◆ **Exercise goal**:
Would you write out the entries that follow word for word, omitting any images?

◆ **Data records**:
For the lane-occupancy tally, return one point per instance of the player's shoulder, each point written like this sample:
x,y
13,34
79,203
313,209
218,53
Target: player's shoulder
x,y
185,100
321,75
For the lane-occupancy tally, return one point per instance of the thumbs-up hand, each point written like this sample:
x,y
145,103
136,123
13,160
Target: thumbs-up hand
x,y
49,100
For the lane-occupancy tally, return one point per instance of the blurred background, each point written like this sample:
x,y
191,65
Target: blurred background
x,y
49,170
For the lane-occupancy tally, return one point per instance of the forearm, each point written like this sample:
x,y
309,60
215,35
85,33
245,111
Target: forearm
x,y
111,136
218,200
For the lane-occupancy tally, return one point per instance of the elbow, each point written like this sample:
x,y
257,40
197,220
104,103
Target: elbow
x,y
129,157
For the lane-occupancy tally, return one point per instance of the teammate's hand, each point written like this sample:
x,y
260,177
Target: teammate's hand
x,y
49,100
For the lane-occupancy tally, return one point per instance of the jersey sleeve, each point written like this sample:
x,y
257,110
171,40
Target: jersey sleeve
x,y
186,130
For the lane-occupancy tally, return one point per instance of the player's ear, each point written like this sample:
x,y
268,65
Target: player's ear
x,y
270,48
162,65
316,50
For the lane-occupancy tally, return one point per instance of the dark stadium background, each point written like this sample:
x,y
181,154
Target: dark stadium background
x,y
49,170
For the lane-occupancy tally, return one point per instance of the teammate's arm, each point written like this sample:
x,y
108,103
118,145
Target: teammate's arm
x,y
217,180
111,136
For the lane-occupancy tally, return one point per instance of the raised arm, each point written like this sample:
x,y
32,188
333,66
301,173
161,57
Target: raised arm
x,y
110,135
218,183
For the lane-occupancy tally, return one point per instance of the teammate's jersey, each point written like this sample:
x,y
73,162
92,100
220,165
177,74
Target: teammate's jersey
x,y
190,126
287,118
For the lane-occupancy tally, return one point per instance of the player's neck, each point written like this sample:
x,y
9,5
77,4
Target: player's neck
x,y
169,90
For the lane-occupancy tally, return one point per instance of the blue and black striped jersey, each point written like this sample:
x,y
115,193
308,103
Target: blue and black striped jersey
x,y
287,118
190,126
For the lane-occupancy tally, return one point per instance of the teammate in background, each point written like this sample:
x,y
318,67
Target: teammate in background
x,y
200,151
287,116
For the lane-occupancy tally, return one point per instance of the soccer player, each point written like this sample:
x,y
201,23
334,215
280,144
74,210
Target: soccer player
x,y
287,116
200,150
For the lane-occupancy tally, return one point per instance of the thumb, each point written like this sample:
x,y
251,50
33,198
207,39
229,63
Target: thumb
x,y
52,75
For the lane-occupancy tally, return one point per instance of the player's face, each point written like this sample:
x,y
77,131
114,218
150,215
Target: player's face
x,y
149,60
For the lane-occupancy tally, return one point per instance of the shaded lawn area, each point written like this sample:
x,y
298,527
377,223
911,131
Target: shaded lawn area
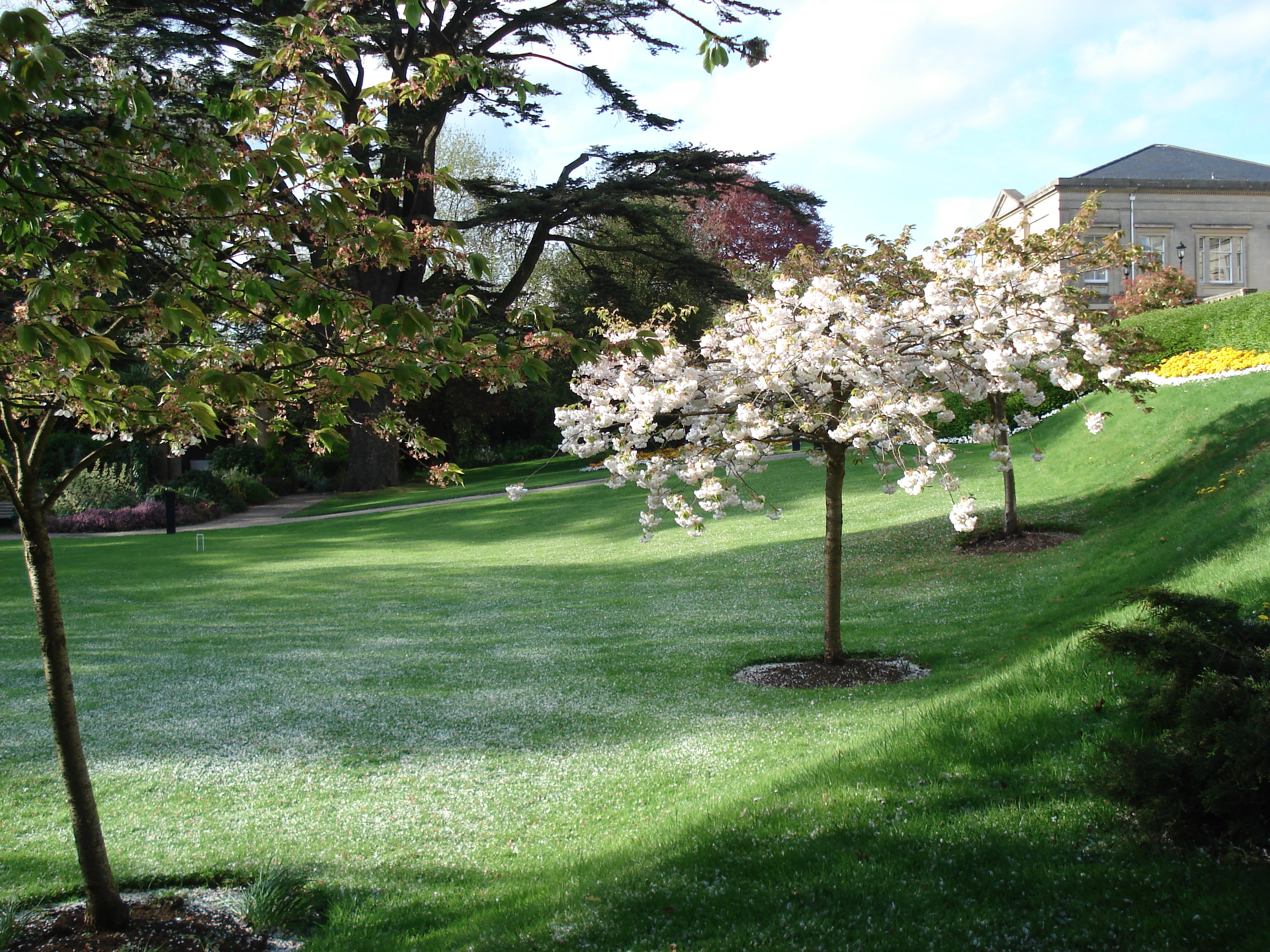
x,y
511,727
486,479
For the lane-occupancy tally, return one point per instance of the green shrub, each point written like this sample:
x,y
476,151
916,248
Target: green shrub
x,y
13,918
247,486
245,458
1202,769
284,898
203,486
103,486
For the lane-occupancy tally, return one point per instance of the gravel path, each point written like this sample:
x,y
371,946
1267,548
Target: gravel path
x,y
275,513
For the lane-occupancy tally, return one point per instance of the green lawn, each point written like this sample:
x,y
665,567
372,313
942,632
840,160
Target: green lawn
x,y
511,727
486,479
1241,323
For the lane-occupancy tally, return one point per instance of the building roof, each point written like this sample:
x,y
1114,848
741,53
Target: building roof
x,y
1160,162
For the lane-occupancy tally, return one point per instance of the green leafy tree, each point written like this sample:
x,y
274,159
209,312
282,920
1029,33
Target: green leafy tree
x,y
172,281
484,45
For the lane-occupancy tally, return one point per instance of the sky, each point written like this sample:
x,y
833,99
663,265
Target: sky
x,y
919,112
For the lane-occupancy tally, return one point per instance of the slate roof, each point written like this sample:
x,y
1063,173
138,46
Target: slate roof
x,y
1160,162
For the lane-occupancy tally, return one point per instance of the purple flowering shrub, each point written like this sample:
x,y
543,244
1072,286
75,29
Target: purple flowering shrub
x,y
143,516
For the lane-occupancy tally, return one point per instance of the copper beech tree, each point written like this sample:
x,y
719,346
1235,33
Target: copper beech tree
x,y
173,281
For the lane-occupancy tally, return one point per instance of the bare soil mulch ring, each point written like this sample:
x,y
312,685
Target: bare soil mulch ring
x,y
159,925
1025,541
817,674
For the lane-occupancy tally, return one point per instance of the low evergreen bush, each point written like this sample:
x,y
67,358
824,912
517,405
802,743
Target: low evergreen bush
x,y
1202,769
245,458
103,486
247,486
203,486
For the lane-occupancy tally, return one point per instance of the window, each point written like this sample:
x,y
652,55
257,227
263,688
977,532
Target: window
x,y
1152,248
1221,259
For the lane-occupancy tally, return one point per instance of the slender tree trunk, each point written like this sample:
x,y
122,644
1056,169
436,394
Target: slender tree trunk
x,y
835,467
106,909
997,405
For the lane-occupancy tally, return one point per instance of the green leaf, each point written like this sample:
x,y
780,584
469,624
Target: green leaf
x,y
28,338
105,343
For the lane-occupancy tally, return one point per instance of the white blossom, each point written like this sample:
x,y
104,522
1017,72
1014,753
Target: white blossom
x,y
963,514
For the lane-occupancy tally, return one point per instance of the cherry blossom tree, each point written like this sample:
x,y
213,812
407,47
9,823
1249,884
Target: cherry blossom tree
x,y
1022,341
861,376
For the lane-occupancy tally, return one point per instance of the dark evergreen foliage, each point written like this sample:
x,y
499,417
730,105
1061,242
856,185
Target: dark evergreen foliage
x,y
1202,769
625,219
247,458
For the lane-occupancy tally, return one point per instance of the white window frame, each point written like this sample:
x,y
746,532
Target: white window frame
x,y
1163,238
1233,254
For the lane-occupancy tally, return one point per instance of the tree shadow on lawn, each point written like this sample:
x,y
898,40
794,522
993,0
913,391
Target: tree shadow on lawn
x,y
552,655
884,851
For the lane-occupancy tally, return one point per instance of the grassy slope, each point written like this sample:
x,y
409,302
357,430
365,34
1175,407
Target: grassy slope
x,y
1241,323
511,727
487,479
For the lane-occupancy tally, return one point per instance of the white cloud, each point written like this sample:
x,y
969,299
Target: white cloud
x,y
956,212
1178,47
902,112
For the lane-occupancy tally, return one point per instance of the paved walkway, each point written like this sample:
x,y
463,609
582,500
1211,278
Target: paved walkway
x,y
275,513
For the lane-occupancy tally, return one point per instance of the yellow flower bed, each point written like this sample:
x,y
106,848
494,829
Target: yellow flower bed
x,y
1194,362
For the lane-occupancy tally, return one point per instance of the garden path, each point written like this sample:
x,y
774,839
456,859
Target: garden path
x,y
277,512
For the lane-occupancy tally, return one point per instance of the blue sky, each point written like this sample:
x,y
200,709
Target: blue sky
x,y
920,111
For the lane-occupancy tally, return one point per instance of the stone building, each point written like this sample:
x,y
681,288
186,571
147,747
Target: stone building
x,y
1206,212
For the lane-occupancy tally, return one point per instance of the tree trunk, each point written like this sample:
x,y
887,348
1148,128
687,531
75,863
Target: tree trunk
x,y
997,405
106,909
374,462
835,467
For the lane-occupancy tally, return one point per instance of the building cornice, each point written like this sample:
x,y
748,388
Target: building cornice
x,y
1099,184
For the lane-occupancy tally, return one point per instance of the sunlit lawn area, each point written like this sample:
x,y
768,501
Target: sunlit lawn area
x,y
486,479
511,727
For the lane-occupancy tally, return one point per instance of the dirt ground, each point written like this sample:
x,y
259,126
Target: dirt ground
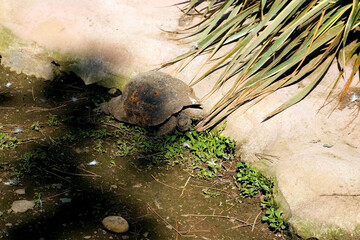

◆ **Task output**:
For the lane-occupancy tally, return one point per instance of the player's shoulder, each point written like this sample:
x,y
13,34
79,203
313,209
218,53
Target: player's shoulder
x,y
185,100
321,75
For the lane-occupancy tally, return one point per instance of the thumbs-up hand, each point written like this sample:
x,y
145,103
136,123
13,160
Target: thumbs-up hand
x,y
49,100
For the lane-occupancy tally, return one point per instance of the blurred background, each point written like this sample:
x,y
191,65
Target: blurred background
x,y
49,170
For the lane-occupancy tally, return one point per instance of the forearm, each point written like this sample:
x,y
309,60
215,35
85,33
245,111
Target: forearm
x,y
111,136
218,200
For the lane-occupancy tally, return one point per instance of the elbow, each point written like this sample:
x,y
257,40
197,220
104,103
Target: elbow
x,y
129,157
For the lane-occupancy tally, return one point per instance of the teammate's hand, each point written like this sample:
x,y
260,177
Target: teammate's hand
x,y
49,100
For the lane-occupancy tally, return one point per instance of the jersey sleeve, each point written like this sample:
x,y
257,110
171,40
Target: jersey sleeve
x,y
186,130
For the lane-occupancy tally, return one point per instance of the player's ear, each point written like this sample:
x,y
268,65
Target: player's ear
x,y
270,48
162,65
316,50
For the lane-occupancy tally, return one point per instance of the dark stadium background, each point written like this sample:
x,y
181,154
Target: dark stadium background
x,y
49,170
For the lane-occupancy tally, return one point per instance of the teammate's arm, each point written like this sample:
x,y
108,103
118,145
Target: teammate's arm
x,y
217,180
111,136
For the lane-occupancy tally, return one point per instance of the raised arm, each point written like this sample:
x,y
32,188
333,66
301,173
161,57
Target: raised arm
x,y
110,135
218,183
For the lane-occupancy tally, return one point per instance of the teammate's jersey, each point written like this sample:
x,y
73,162
92,100
220,165
177,74
Target: teammate's jersey
x,y
190,126
287,118
For the lane-occupancy tally, return one point per instance of the player's neck, each point written like this sample:
x,y
9,5
77,4
Target: player's neck
x,y
169,90
For the lane-occupancy tally, return one point per instance of the blue and black striped jersey, each point written like this sample:
x,y
115,193
308,103
Target: blue and black striped jersey
x,y
287,118
190,126
For the lane-occupancy tally, return one point per instance of the teammate in background, each point written like this sample:
x,y
318,67
Target: teammate in background
x,y
200,151
287,116
For the lane-occupancy tally, return one point per instance of the soccer player, each point written like this sample:
x,y
201,23
334,215
280,144
74,210
Target: soccer player
x,y
287,116
200,150
For the lane-occupancy tally, return one point per instance of the thumb, each point written like this sample:
x,y
251,50
33,198
207,39
229,63
Target: thumb
x,y
52,75
For the lane-occupancy tally, return one point per instance of the player's face, each point written like this sample:
x,y
77,131
114,218
150,215
Target: player's face
x,y
149,60
For the lane-occupancy tally, return one point per instance of the shaded lawn area, each point written like this sample:
x,y
298,527
377,223
911,131
Target: shaded lawn area
x,y
511,727
486,479
For the lane-occupancy tally, return one point per instance of the green shrub, each point written like this sample:
x,y
476,151
916,248
Target: green shrub
x,y
13,918
247,486
245,458
1202,769
284,898
203,486
103,486
For the lane-occupancy tally, return one point per instance of the gravel path, each point written like this sample:
x,y
371,946
1267,548
Target: gravel path
x,y
275,513
For the lane-occupancy tally, return one point per instance of the green lawn, each point written like this sample:
x,y
665,567
372,313
942,632
840,160
Target: green lawn
x,y
511,727
486,479
1241,323
For the lane-occupancy tally, return one point per instance of the building roof, each point written like this sample:
x,y
1114,848
741,53
Target: building roof
x,y
1160,162
For the lane-occupancy tally, return one point per instance of the green leafy tree, each point written like this sample:
x,y
274,159
209,312
282,920
1029,33
Target: green leafy tree
x,y
172,281
484,45
For the lane-occupancy tally, return one point per instance of the sky, each point written like this sample:
x,y
833,99
663,265
Target: sky
x,y
919,112
For the lane-occupancy tally, return one point per instance of the slate roof, each point written like this sample:
x,y
1063,173
138,46
Target: slate roof
x,y
1160,162
For the lane-occupancy tally, return one point per instance of the purple flowering shrub, each point written like this sample:
x,y
543,244
1072,286
75,29
Target: purple flowering shrub
x,y
143,516
For the lane-occupancy tally, return one point per instance of the copper beech tree, each point written like this sample:
x,y
719,346
1235,33
Target: copper beech tree
x,y
173,281
For the lane-occupancy tally, return one point per instance of the bare soil mulch ring, each point written like this sample:
x,y
312,685
Target: bare soil mulch ring
x,y
159,925
1025,541
817,674
For the lane-occupancy tally, return one point per instance of the low evergreen bush, each point written like this sample:
x,y
67,358
824,912
517,405
802,743
Target: low evergreen bush
x,y
1202,769
245,458
103,486
247,486
203,486
For the lane-occupancy tally, return one point per instance of the window, each point written like this sample:
x,y
652,55
257,227
263,688
977,532
Target: window
x,y
1152,248
1221,259
For the lane-occupancy tally, return one point per instance of the slender tree trunk, each point written like this sample:
x,y
122,644
1056,169
436,394
Target: slender tree trunk
x,y
835,467
106,909
997,405
For the lane-occupancy tally, return one point per instance of the green leaf, each point written like this sample:
x,y
780,584
469,624
Target: green leaf
x,y
28,338
105,343
For the lane-occupancy tally, return one point per instance of the white blossom, each point written like this sample:
x,y
104,522
1017,72
1014,753
Target: white blossom
x,y
963,514
For the lane-occupancy tally, return one point per instance of the cherry blossom tree, each point written like this sample:
x,y
213,812
407,47
9,823
1249,884
Target: cherry blossom tree
x,y
1022,341
861,376
For the lane-occupancy tally, return one point per instance of the dark evergreen foliage, each point written like this sample:
x,y
499,417
730,105
1061,242
856,185
Target: dark evergreen foliage
x,y
1202,769
625,219
247,458
For the lane-occupancy tally, return one point per instance of the white window frame, each point written like this sample:
x,y
746,532
Target: white window frame
x,y
1163,238
1233,254
For the lane-occupancy tally, return one point per instance of the tree shadow on lawn, each point written like this sample:
x,y
898,40
794,522
993,0
913,391
Target: tree shadow on lawn
x,y
552,655
884,851
For the lane-occupancy tally, return one point per instance of the grassy slope, each point written like this sample:
x,y
409,302
357,430
365,34
1175,407
Target: grassy slope
x,y
1241,323
511,727
487,479
For the lane-occupancy tally, return one point per instance of the white cloud, each point written like this sample:
x,y
969,299
Target: white cloud
x,y
956,212
1178,47
902,112
For the lane-occupancy tally, return one point per instance of the paved walkway, each point written like this sample:
x,y
463,609
582,500
1211,278
Target: paved walkway
x,y
275,513
For the lane-occupancy tally, return one point per instance of the yellow flower bed, each point written like this sample:
x,y
106,848
494,829
Target: yellow flower bed
x,y
1194,362
For the lane-occupancy tally, return one point per instance of the garden path, each point written like this sample:
x,y
774,839
456,859
Target: garden path
x,y
277,512
For the lane-occupancy tally, return one point per instance of the blue sky, each point written like this sample:
x,y
200,709
Target: blue sky
x,y
920,111
For the lane-occupancy tally, return one point per instance of the stone building, each point written like this sample:
x,y
681,288
186,571
147,747
Target: stone building
x,y
1206,212
For the lane-occupancy tally, return one point per instance of the tree trunk, each point written like this sample:
x,y
887,348
1148,128
687,531
75,863
Target: tree trunk
x,y
997,405
106,909
374,462
835,467
For the lane-occupancy tally, return one point per instance of the building cornice, each point written like this sample:
x,y
748,388
Target: building cornice
x,y
1099,184
For the lane-occupancy tally, return one point per instance of the sunlit lawn area, each point written like this sample:
x,y
768,501
Target: sunlit lawn area
x,y
486,479
511,727
For the lane-occupancy tally, return one point per instance of the dirt ground, each point written like this sample:
x,y
259,126
Target: dirt ground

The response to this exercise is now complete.